> Short exercise:
Repeat the material below exactly, line for line.

> Given data:
§ §
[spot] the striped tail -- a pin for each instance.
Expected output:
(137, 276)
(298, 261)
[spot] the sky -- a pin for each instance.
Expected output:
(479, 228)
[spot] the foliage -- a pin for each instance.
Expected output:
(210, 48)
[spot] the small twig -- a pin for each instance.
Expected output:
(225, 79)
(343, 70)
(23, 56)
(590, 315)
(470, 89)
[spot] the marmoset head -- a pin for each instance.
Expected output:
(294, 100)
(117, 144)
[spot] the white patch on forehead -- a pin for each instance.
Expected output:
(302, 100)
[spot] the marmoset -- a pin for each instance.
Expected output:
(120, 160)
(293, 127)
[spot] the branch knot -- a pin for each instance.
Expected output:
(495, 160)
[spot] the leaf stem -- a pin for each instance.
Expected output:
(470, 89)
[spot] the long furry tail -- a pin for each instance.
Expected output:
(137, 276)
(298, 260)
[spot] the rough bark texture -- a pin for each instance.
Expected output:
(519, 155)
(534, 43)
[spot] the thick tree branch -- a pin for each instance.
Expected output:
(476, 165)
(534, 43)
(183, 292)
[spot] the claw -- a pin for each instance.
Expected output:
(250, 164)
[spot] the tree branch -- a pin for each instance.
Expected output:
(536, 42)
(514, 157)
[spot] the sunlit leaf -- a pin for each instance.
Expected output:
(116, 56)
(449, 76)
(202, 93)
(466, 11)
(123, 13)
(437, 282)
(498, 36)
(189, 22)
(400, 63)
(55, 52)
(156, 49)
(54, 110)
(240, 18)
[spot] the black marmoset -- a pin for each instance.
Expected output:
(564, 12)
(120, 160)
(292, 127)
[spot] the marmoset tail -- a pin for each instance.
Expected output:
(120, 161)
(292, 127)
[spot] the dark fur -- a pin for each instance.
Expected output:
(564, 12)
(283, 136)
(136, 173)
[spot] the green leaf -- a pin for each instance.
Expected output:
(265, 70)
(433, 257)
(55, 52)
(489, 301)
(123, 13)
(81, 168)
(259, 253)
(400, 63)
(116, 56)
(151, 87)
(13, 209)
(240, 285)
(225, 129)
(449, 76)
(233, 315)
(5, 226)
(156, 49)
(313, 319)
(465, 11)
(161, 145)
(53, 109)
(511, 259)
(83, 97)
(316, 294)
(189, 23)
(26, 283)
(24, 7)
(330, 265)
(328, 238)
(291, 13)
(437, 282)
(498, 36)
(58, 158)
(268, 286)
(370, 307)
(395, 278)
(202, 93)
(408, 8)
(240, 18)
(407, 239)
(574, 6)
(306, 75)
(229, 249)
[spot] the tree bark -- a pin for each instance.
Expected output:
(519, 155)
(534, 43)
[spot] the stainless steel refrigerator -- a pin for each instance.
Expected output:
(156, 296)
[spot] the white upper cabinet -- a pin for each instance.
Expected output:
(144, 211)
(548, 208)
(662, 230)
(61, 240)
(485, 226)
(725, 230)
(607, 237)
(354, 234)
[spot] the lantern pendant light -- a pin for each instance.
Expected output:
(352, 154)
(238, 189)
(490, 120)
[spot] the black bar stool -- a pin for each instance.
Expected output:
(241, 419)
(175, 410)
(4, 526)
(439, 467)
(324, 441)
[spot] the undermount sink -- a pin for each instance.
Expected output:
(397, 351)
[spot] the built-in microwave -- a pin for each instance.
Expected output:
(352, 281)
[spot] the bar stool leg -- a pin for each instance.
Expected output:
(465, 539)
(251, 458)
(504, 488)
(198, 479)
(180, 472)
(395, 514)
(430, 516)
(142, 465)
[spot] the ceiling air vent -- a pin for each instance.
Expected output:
§ §
> The answer:
[spot] the striped tail -- a pin for each instance.
Expected output:
(137, 276)
(298, 261)
[spot] the sky -- a pin for each instance.
Expected output:
(479, 228)
[spot] the foliage -- a pin for each instance.
Expected output:
(210, 48)
[spot] the small twig -- a pin for each instance.
Expected output:
(225, 79)
(343, 70)
(23, 56)
(590, 315)
(470, 89)
[spot] the marmoset head -- a pin for each instance.
Expected output:
(294, 100)
(117, 144)
[spot] the white patch on forehead -- a pin for each instance.
Expected output:
(302, 100)
[spot] the marmoset -- a pin for each instance.
Expected output:
(120, 160)
(293, 127)
[spot] the branch knot -- a pin for each instance.
Expected output:
(495, 160)
[spot] the leaf stem -- a pin for each instance.
Expected output:
(470, 89)
[spot] the long furry tail -- a pin for each instance.
Expected output:
(137, 276)
(298, 260)
[spot] the rough bark texture -- a pin for each instance.
Expected output:
(519, 155)
(534, 43)
[spot] the thick tree branch -- a pin for each instance.
Expected output:
(476, 165)
(534, 43)
(183, 292)
[spot] the claw -- a pin for each instance.
Expected output:
(250, 164)
[spot] the tree branch -- a pin for each instance.
Expected output:
(536, 42)
(514, 157)
[spot] the sunlit leaf -- a pin for each instance.
Expected output:
(116, 56)
(449, 76)
(202, 93)
(466, 11)
(123, 13)
(437, 282)
(498, 36)
(189, 22)
(400, 63)
(55, 52)
(156, 49)
(54, 110)
(240, 18)
[spot] the black marmoset -- a pin for each instance.
Expected output:
(564, 12)
(120, 160)
(292, 127)
[spot] the marmoset tail -- a pin for each instance.
Expected output:
(120, 161)
(292, 127)
[spot] the dark fur -- a pin for each instance.
Expected output:
(564, 12)
(283, 136)
(136, 173)
[spot] the green leaf -- a pin for each instance.
Expected output:
(265, 70)
(433, 257)
(55, 52)
(489, 301)
(123, 13)
(81, 168)
(259, 253)
(400, 63)
(116, 56)
(151, 87)
(13, 209)
(240, 285)
(225, 129)
(449, 76)
(233, 315)
(5, 226)
(156, 49)
(313, 319)
(465, 11)
(161, 145)
(53, 109)
(511, 259)
(83, 97)
(316, 294)
(189, 23)
(26, 283)
(24, 7)
(330, 265)
(328, 238)
(291, 13)
(437, 282)
(498, 36)
(58, 158)
(268, 286)
(370, 307)
(395, 278)
(202, 93)
(408, 8)
(240, 18)
(407, 239)
(574, 6)
(306, 75)
(229, 249)
[spot] the tree bark -- a pin for each instance.
Expected output:
(519, 155)
(534, 43)
[spot] the stainless steel refrigerator -- a pin for each instance.
Expected output:
(156, 296)
[spot] the white upper cabinet -- a pin for each instance.
Expected output:
(144, 211)
(548, 208)
(662, 230)
(61, 240)
(485, 226)
(725, 230)
(607, 237)
(354, 234)
[spot] the lantern pendant light -- a pin for each instance.
Expected output:
(352, 154)
(238, 189)
(490, 120)
[spot] the black bar stool -- a pin for each instance.
Expected output:
(241, 419)
(175, 410)
(4, 526)
(439, 467)
(324, 441)
[spot] the undermount sink -- a pin for each instance.
Expected output:
(397, 351)
[spot] the built-in microwave -- a pin for each instance.
Expected output:
(352, 281)
[spot] the bar stool leg -- a pin for each instance.
Expected output:
(465, 539)
(251, 458)
(504, 488)
(198, 479)
(180, 472)
(395, 514)
(430, 516)
(142, 465)
[spot] the ceiling air vent -- a pin for each instance.
Expected output:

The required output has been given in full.